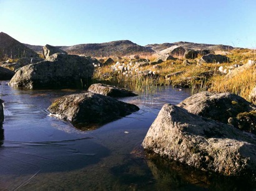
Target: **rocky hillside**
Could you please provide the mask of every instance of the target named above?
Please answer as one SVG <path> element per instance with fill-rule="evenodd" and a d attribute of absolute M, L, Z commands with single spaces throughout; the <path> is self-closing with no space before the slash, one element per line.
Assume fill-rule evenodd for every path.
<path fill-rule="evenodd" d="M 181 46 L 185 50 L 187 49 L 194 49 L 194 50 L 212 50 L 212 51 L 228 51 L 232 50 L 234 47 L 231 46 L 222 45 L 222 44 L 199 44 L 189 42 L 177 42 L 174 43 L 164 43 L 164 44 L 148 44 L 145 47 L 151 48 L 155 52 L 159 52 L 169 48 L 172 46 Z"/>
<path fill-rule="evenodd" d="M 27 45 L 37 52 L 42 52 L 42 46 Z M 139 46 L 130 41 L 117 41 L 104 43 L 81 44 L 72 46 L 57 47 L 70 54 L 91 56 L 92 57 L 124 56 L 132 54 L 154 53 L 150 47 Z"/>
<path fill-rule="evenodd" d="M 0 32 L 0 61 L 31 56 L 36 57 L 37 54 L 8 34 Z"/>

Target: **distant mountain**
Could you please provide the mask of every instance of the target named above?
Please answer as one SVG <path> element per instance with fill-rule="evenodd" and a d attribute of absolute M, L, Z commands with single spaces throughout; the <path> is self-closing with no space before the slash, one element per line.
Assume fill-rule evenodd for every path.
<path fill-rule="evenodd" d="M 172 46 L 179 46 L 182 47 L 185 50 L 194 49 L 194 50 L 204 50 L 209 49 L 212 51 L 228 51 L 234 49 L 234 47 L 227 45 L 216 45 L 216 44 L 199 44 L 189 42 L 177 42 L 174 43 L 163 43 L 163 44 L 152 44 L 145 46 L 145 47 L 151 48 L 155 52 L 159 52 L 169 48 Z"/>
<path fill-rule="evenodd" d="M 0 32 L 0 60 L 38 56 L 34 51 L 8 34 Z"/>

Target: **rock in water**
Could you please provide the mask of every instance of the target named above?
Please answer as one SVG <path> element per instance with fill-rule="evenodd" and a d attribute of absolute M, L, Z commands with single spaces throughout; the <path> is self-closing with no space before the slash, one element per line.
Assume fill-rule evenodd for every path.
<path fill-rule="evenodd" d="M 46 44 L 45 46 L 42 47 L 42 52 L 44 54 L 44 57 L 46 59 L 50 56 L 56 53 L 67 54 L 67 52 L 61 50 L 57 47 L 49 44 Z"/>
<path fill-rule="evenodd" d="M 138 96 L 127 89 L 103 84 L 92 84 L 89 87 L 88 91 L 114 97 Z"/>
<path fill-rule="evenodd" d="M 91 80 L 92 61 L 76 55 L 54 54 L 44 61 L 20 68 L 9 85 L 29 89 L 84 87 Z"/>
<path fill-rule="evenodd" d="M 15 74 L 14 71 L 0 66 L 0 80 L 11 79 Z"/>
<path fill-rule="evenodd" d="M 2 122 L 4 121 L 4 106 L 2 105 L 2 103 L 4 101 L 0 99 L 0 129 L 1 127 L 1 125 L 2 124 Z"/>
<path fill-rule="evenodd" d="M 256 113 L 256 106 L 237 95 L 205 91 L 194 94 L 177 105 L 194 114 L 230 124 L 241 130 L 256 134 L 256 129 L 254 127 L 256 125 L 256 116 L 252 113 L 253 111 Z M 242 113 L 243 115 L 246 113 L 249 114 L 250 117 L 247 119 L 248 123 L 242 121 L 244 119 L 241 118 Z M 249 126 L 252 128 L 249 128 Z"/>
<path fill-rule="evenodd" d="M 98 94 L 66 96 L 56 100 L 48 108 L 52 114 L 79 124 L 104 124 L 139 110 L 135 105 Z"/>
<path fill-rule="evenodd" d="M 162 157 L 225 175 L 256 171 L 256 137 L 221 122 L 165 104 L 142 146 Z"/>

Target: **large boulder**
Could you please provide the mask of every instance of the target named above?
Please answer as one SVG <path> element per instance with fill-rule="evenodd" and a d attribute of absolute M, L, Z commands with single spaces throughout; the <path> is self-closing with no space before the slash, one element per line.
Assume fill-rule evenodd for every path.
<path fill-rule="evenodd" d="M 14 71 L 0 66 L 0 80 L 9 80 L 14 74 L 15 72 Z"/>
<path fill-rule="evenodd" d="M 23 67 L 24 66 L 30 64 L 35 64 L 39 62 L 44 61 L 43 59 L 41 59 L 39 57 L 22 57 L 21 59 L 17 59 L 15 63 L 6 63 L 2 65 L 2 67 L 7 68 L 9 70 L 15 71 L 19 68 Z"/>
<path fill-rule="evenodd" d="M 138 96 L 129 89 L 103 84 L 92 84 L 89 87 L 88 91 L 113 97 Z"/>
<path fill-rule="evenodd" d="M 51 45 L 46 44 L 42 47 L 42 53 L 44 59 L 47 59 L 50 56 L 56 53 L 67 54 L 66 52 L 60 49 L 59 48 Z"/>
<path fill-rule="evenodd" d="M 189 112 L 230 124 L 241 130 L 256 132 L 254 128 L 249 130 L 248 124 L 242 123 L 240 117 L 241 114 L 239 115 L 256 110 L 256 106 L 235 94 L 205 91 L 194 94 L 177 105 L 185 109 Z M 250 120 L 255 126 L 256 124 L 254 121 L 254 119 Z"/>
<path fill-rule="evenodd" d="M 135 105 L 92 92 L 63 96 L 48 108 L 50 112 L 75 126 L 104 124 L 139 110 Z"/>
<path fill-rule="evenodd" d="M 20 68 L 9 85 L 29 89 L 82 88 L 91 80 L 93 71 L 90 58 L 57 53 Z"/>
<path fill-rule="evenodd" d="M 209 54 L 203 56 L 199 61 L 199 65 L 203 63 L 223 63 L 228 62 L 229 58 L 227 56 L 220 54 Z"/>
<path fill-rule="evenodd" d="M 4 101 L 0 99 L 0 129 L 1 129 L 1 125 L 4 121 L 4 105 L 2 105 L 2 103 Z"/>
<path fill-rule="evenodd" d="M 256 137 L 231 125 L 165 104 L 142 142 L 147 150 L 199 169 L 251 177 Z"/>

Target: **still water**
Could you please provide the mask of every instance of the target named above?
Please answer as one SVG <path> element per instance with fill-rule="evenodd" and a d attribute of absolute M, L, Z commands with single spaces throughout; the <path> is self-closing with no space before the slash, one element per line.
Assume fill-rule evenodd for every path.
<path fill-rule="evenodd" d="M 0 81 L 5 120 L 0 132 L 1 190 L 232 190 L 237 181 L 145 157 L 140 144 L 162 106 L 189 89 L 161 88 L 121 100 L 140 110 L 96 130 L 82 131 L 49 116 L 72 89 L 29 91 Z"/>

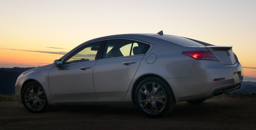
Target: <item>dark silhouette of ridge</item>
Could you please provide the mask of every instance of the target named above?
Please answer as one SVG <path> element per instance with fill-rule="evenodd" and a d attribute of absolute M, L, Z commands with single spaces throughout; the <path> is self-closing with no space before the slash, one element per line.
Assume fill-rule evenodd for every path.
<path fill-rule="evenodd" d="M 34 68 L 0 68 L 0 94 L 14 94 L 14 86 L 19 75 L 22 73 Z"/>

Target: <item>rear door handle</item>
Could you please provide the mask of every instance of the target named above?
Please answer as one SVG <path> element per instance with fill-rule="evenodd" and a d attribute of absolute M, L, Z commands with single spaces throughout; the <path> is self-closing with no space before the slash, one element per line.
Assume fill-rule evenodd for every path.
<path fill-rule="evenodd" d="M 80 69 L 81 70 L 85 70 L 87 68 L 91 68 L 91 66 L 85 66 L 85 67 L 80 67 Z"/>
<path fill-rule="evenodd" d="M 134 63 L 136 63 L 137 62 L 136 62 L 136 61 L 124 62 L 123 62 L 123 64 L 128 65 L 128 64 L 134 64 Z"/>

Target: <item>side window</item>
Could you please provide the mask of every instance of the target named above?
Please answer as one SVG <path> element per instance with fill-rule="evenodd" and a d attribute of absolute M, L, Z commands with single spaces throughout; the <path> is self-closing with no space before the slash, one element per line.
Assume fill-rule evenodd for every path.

══════

Can you render the data as a numbered list, covering only the stretch from the line containing "Target: **rock in water**" through the line containing "96 L 56 100", with both of those lines included and blank lines omitted?

1. Target: **rock in water**
2. Could you please provide the mask of every instance of the target named above?
3. Please answer as one SVG <path> element per instance with fill-rule="evenodd" and a d attribute of absolute M, L, Z commands with single spaces throughout; the <path> is self-closing with no space before the slash, one element per line.
4. Assume fill-rule evenodd for every path.
5. <path fill-rule="evenodd" d="M 46 44 L 45 46 L 42 47 L 42 52 L 44 54 L 44 57 L 46 59 L 50 56 L 56 53 L 67 54 L 67 52 L 61 50 L 57 47 L 49 44 Z"/>
6. <path fill-rule="evenodd" d="M 138 96 L 127 89 L 103 84 L 92 84 L 89 87 L 88 91 L 114 97 Z"/>
7. <path fill-rule="evenodd" d="M 91 80 L 92 61 L 76 55 L 54 54 L 44 61 L 20 68 L 9 85 L 29 89 L 84 87 Z"/>
8. <path fill-rule="evenodd" d="M 15 74 L 14 71 L 0 66 L 0 80 L 11 79 Z"/>
9. <path fill-rule="evenodd" d="M 2 122 L 4 121 L 4 106 L 2 105 L 2 103 L 4 101 L 0 99 L 0 129 L 1 127 L 1 125 L 2 124 Z"/>
10. <path fill-rule="evenodd" d="M 256 113 L 256 106 L 237 95 L 205 91 L 194 94 L 177 105 L 194 114 L 230 124 L 241 130 L 256 134 L 256 129 L 254 127 L 256 125 L 256 116 L 252 113 L 253 111 Z M 242 113 L 243 115 L 246 113 L 249 114 L 250 117 L 247 119 L 248 123 L 242 121 L 244 119 L 241 118 Z M 249 126 L 252 128 L 249 128 Z"/>
11. <path fill-rule="evenodd" d="M 98 94 L 66 96 L 56 100 L 48 108 L 52 114 L 79 124 L 104 124 L 139 110 L 135 105 Z"/>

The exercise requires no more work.